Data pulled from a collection
++++++++

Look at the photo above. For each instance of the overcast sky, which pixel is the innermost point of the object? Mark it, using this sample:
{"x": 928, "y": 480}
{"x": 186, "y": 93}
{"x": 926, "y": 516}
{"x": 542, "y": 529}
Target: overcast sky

++++++++

__Your task__
Could you rewrite these records with every "overcast sky" changed to "cloudy sky" and nothing else altered?

__Exercise output__
Look at the photo above. For each instance of the cloudy sky, which pixel is the innermost point of the object? Mark it, using this sample:
{"x": 928, "y": 480}
{"x": 186, "y": 93}
{"x": 926, "y": 516}
{"x": 542, "y": 529}
Target: cloudy sky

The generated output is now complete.